■ Given text:
↓↓↓
## Imports

In [None]:
# standard library imports
import os
import re

# related third party imports
from pprint import pprint
import numpy as np
import matplotlib.pyplot as plt
import structlog

# local application/library specific imports
from tools.configurator import (
    get_configs_out,
    get_config_ids,
)
from tools.constants import OutputType, EXCLUDE_METRICS
from tools.analyzer import (
    print_table_from_dict,
    get_train_logs,
    get_label_map,
    get_single_pred_label,
    merge_all_results,
    compute_avg_confusion_matrix,
    compute_avg_rps_per_level,
    get_results_dict,
    reorder_config_ids,
    compute_rank_inconsistencies,
    get_logit_params_history,
)
↑↑↑
■ Requirements:
1. Retype the lines of the rows starting with the line that contains "Return the mask of every instance of the silver" and going on through the end of the rows.
2. Write what comes next in the Python import code, starting after its last line.
The rows that follow have no connection to the Python import code above.

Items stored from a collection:
↓↓↓
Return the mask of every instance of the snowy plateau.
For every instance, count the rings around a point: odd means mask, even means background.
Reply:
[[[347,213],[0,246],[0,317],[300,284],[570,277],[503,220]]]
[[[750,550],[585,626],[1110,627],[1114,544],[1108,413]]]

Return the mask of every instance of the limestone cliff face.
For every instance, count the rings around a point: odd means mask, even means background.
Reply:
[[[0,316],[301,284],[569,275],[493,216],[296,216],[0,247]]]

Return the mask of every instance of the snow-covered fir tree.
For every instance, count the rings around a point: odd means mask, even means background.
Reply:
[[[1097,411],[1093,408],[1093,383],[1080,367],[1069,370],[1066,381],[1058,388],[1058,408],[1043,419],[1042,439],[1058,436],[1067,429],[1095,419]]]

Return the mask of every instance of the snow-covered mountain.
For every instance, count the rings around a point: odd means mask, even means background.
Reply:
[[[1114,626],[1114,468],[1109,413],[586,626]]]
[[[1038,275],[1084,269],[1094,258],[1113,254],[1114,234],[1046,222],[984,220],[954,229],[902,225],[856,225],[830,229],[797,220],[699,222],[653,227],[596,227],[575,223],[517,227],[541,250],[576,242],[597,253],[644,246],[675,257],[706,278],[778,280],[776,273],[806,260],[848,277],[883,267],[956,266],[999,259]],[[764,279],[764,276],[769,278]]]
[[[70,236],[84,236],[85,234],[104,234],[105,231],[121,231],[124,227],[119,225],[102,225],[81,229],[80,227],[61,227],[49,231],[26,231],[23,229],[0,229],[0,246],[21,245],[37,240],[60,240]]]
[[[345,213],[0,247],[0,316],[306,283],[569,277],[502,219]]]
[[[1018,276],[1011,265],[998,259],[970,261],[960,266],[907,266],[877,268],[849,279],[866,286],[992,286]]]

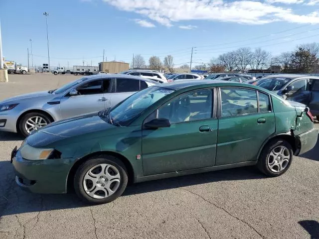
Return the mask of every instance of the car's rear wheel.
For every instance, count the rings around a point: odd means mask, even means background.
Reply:
[[[261,151],[257,167],[263,173],[276,177],[285,173],[293,160],[294,152],[292,145],[281,138],[268,142]]]
[[[45,126],[52,121],[46,115],[39,112],[31,112],[23,116],[20,120],[20,132],[28,136],[33,131]]]
[[[120,159],[102,155],[92,158],[79,167],[74,176],[74,190],[86,203],[109,203],[123,193],[128,181],[127,171]]]

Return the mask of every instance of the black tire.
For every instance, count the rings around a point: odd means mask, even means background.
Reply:
[[[120,173],[121,180],[118,188],[112,195],[103,199],[96,199],[87,194],[84,188],[83,182],[87,171],[94,166],[101,163],[107,163],[115,167]],[[73,183],[74,190],[82,201],[91,204],[100,204],[112,202],[122,195],[126,188],[128,181],[127,170],[122,161],[115,157],[103,155],[91,158],[80,165],[75,173]]]
[[[27,137],[30,134],[25,129],[25,125],[26,121],[32,117],[36,116],[39,116],[43,118],[46,121],[48,124],[52,121],[50,117],[45,114],[41,113],[40,112],[31,112],[27,114],[21,118],[21,120],[19,122],[19,131],[20,133],[24,137]]]
[[[279,172],[274,172],[272,171],[268,166],[268,157],[272,151],[279,146],[284,146],[289,150],[289,161],[286,167]],[[260,171],[270,177],[277,177],[285,173],[289,168],[293,161],[294,151],[293,147],[287,141],[281,138],[276,138],[270,140],[263,148],[257,162],[257,167]]]

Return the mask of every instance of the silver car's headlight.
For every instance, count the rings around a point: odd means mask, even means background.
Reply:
↑↑↑
■ Answer set:
1.
Return the mask of every instance of the silver car's headlight.
For every instance, count the rings around a point: odd means mask, even means background.
Reply:

2.
from tools.plotter import (
    plot_history,
    plot_violinplot,
    activate_latex,
    deactivate_latex,
    plot_confusion_matrix,
    plot_rank_inconsistencies,
    plot_cutpoints_history,
    plot_bias_history,
)

logger = structlog.get_logger(__name__)

In [None]:
##### INPUTS #####
EXP_NAME = (
    # RACE++
    # "race_pp_bert_bal_rps_20250517"
    "race_pp_bert_logit_20250522"

    # ARC
    # "arc_bert_bal_rps_20250518"
    # "arc_bert_logit_20250521"
)
CONFIG_ID = "bert_ordinal_logit_SL512_BALFalse_LR0.000029_WD0.048_FRFalse_ESTrue"  # TODO: select from config_ids
SANS_SERIF = True
PRINT_PAPER = False  # False  #
LEGEND_EXACT = False

In [None]:
CONFIG2LEGEND_DICT = {
    "random_regression": "Random baseline",
    "majority_regression": "Majority baseline",
    "bert_regression": "BERT - Regression",
    "bert_classification": "BERT - Classification",
    "bert_ordinal_or_nn": "BERT - Ordinal OR-NN",
    "bert_ordinal_coral": "BERT - Ordinal CORAL",
    "bert_ordinal_corn": "BERT - Ordinal CORN",
    "bert_ordinal_logit": "BERT - Ordinal Logit",
}

legend_kwargs = {"config2legend": CONFIG2LEGEND_DICT, "legend_exact": LEGEND_EXACT}

In [None]:
configs = get_configs_out(EXP_NAME)
config_ids = get_config_ids(configs)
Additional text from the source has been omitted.